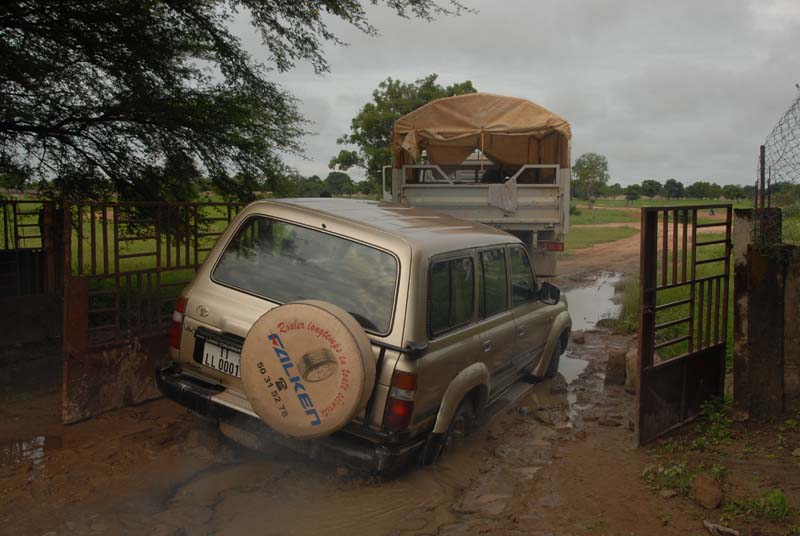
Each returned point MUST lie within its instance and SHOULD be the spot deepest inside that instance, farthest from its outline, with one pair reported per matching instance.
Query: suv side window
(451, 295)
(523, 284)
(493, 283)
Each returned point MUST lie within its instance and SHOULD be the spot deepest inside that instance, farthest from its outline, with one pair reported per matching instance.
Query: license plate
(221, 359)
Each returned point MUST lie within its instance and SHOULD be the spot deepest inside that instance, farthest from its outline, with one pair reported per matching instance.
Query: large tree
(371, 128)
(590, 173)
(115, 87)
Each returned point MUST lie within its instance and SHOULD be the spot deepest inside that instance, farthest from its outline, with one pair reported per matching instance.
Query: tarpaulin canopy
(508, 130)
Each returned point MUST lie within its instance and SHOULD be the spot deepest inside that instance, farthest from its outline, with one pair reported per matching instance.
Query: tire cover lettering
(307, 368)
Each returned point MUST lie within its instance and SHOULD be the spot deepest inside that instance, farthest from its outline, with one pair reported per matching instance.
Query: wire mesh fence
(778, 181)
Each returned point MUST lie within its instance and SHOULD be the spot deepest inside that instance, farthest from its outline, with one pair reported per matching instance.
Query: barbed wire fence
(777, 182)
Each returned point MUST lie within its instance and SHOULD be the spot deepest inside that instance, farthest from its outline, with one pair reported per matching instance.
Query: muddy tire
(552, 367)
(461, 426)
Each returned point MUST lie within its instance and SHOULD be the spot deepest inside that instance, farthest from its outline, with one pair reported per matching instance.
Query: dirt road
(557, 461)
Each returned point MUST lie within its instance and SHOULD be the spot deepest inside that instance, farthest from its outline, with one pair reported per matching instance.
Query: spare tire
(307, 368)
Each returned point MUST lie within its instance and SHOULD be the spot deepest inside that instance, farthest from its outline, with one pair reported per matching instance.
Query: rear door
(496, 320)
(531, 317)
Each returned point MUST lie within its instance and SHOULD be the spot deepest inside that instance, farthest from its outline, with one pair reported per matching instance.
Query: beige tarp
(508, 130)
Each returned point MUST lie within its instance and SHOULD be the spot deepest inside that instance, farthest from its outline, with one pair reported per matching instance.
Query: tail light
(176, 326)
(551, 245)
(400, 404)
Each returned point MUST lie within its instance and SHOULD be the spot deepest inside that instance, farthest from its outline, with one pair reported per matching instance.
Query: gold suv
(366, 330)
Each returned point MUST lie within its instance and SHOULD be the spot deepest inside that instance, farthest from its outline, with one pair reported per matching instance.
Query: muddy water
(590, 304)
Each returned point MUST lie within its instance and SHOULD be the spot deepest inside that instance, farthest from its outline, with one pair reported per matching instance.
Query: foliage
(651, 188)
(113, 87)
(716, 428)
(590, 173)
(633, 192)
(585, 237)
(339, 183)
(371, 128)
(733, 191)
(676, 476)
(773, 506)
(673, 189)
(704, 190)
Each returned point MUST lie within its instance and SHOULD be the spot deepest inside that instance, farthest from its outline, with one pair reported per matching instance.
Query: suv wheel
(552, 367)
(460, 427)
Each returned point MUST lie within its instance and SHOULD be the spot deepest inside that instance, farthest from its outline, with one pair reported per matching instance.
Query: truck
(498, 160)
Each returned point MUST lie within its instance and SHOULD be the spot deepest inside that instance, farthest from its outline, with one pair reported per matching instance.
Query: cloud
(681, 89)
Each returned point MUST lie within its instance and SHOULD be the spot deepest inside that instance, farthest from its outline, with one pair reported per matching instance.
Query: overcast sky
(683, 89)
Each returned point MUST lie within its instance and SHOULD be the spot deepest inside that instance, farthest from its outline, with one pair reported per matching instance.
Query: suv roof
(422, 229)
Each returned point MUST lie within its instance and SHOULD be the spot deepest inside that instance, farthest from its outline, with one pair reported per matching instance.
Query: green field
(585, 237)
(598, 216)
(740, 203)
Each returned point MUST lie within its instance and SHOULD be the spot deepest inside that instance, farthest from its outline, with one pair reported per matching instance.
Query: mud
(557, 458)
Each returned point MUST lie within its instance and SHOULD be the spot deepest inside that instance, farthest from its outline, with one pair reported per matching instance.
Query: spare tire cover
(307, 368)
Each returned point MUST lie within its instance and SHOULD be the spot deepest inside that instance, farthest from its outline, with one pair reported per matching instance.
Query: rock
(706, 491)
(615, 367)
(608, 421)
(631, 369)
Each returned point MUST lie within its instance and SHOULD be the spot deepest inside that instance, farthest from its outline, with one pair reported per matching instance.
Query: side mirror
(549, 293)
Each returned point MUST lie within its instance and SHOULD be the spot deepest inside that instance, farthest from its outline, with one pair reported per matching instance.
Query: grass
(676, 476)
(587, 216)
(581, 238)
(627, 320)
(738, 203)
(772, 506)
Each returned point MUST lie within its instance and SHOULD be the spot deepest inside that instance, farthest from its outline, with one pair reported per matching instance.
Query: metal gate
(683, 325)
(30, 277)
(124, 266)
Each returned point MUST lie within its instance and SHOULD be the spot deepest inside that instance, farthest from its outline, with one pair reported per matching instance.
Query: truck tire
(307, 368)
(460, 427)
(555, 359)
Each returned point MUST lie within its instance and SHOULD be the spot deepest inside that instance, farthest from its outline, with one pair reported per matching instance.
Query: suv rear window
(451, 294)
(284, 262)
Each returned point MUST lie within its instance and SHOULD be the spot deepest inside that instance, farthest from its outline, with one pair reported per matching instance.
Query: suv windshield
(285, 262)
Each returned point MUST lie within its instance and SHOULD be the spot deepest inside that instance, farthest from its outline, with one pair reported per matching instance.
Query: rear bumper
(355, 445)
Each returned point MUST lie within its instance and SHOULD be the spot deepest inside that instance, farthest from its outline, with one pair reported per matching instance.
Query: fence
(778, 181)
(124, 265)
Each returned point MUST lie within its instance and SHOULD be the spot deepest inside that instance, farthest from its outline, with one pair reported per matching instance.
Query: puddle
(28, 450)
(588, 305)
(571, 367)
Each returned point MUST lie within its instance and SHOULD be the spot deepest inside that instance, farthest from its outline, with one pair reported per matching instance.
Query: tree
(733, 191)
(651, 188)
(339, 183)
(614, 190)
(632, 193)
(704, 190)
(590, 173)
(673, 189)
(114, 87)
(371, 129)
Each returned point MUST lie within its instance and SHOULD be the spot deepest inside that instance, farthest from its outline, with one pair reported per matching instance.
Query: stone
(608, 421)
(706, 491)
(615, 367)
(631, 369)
- - - - -
Return all the entries word for word, but omit any pictures they contain.

Each returned point MUST lie within its instance and SHOULD be the spot deepest inside that instance, farthest from its outline, with one pair reported per matching instance.
Query: suv side window
(451, 295)
(523, 284)
(493, 283)
Each returned point MUST lie within its instance and SHOULD be the spot deepest inside that instance, farthest from its outline, with one pair reported per matching instance.
Query: license plate
(221, 359)
Each returned point MUST lie within its instance and SHOULD be the spot deepest inside that instance, farthest from its outline, with one pair reported per matching instance.
Query: large tree
(371, 128)
(590, 173)
(115, 87)
Each returned point MUST lie within its instance and SHOULD be the spot deepest inside that instance, farthest from its outline, with one pair reported per matching instance.
Query: tarpaulin canopy
(508, 130)
Each returned point MUST lie within its instance and SHOULD be the spot deepest inside that instance, farthest from its outline, with one pair reported per matching instance.
Query: tire cover lettering
(307, 368)
Each returned point MUST lie within its instance and SHOULD be the spot deepest inside that instance, farthest from its outline, with one pair reported per matching instance.
Query: wire mesh fence
(778, 181)
Each returned point MUST lie within its instance and SHOULD be the spot deepest inside that instance, farthest from its outline, with one pair reported per matching instance.
Query: barbed wire fence
(777, 182)
Each returned point MUST lie within its instance and SHOULD be the spot deepest inside that instance, farthest from its outline, with one pair reported per matching instance.
Query: muddy tire
(552, 367)
(461, 426)
Each returned point MUST lie within its instance and SHOULD be the spot deepest inside that instance, farthest from its outline, with one pair reported per matching instance.
Query: dirt road
(557, 461)
Each returned point MUST lie within its instance and SHOULD be the spot deepest inside that instance, farthest from its outline, with one pair reported per matching instance.
Query: spare tire
(307, 368)
Each returned point MUST lie within its instance and SHOULD be the spot deepest inside that instance, farthest from its outline, with one pair reported per matching instance.
Query: rear door
(496, 320)
(531, 317)
Each returned point MUST lie within its instance and SHOULD be the spot deepest inside that instance, farthest from its outline, with one pair reported per matching instance.
Query: beige tarp
(508, 130)
Each returned point MUST lie within its instance and SHOULD be the spot deepest inside that instance, farthest from its outline, with one pair reported per matching instance.
Query: tail light
(176, 326)
(551, 245)
(400, 404)
Each returned point MUST lie within its instance and SHOULD be the spot deepest inside that instance, farthest from its outline, with one pair reported per matching instance.
Query: gold suv
(366, 330)
Each returned point MUST lie within its instance and SHOULD be the spot deepest inside that instance, farthest from its outline, with one pair reported per matching instance.
Query: muddy water
(590, 304)
Each returned point MUST lie within its instance and SHOULD be the spot deepest inside that instance, farthest from its outline, with one pair reported per matching instance.
Query: foliage
(651, 188)
(113, 87)
(716, 428)
(590, 173)
(633, 192)
(585, 237)
(339, 183)
(371, 128)
(733, 191)
(676, 476)
(773, 506)
(673, 189)
(704, 190)
Each returned point MUST lie within its instance and SHOULD be the spot deepest inside that instance, farthest from its outline, with one pair reported per matching instance.
Query: suv wheel
(552, 367)
(460, 427)
Each returned point MUST lie within its instance and SHOULD be the spot deepest inside that instance, farthest from its outline, with one pair reported per matching instance.
Query: truck
(498, 160)
Each returned point MUST lie within its instance and SHOULD be the spot deepest inside that instance, farthest from its outline, with one pair reported per matching instance.
Query: cloud
(681, 89)
Each returned point MUST lie within its instance and SHOULD be the spot deepest inside that instance, farthest from its outline, with one pair reported per matching instance.
Query: overcast sky
(683, 89)
Each returned point MUST lie within its instance and SHOULD be the spot deepest inside that instance, farthest from its outline, with one pair reported per matching instance.
Query: suv roof
(422, 229)
Each returned point MUST lie within its instance and SHOULD be the spot deepest inside that instance, farthest from its outline, with one pair reported per matching instance.
Query: green field
(585, 237)
(598, 216)
(740, 203)
Each returned point MUST lie within its instance and SHOULD be the spot deepest inside that instance, farthest from its outline, with one pair reported per matching instance.
Query: mud
(557, 458)
Each returned point MUST lie within its instance and SHOULD be the spot deepest inside that instance, farthest from its outline, with one pair reported per matching instance.
Query: spare tire cover
(307, 368)
Each returned point MUST lie within its instance and SHOULD be the spot deepest inside that instance, farthest from its outline, with one pair reported per matching instance.
Query: rock
(706, 491)
(615, 367)
(608, 421)
(631, 369)
Each returned point MUST lie within its instance and SHOULD be the spot deepest inside that instance, farthest from its outline, with one pair reported per matching instance.
Query: side mirror
(549, 293)
Each returned point MUST lie within its instance and SHOULD be the spot deepest inside that instance, farthest from its outline, with one pair reported per matching instance.
Query: grass
(676, 476)
(587, 216)
(581, 238)
(627, 320)
(738, 203)
(772, 506)
Each returned point MUST lie within its instance and SHOULD be the spot deepest inside that instance, farthest from its outline, with one pair reported per matching instance.
Query: metal gate
(683, 325)
(30, 277)
(124, 266)
Each returned point MUST lie within its instance and SHOULD be the spot deepest inside that instance, farthest from its outline, with one pair reported per matching instance.
Query: truck tire
(307, 368)
(460, 427)
(555, 359)
Each returned point MUST lie within its instance and SHOULD be the spot deepest inside that instance, farthest from its outline, with one pair reported per matching instance.
Query: suv rear window
(451, 294)
(284, 262)
Each returned point MUST lie within its instance and SHOULD be the spot deepest inside that instance, farthest from its outline, with one pair reported per matching instance.
Query: suv windshield
(285, 262)
Each returned point MUST lie within its instance and SHOULD be the spot deepest inside that instance, farthest from its outline, with one pair reported per matching instance.
Query: rear bumper
(355, 445)
Each returned point MUST lie within its instance and SHOULD be the spot deepest inside that instance, farthest from its outline, with one pair reported per matching instance.
Query: fence
(778, 181)
(124, 265)
Each returned point MUST lie within its instance and SHOULD be the spot deepest inside that instance, farthest from its outline, with one pair reported per matching instance.
Query: puddle
(28, 450)
(588, 305)
(571, 367)
Each returned point MUST lie within its instance and SHOULD be the spot deepest inside that instance, farthest from its outline, with one pair reported per matching instance.
Query: tree
(733, 191)
(651, 188)
(339, 183)
(614, 190)
(632, 193)
(704, 190)
(590, 173)
(673, 189)
(114, 87)
(371, 129)
Each returned point MUST lie within its instance and SHOULD be the spot deepest inside that instance, farthest from its outline, with one pair reported per matching instance.
Query: stone
(608, 421)
(706, 491)
(615, 367)
(631, 369)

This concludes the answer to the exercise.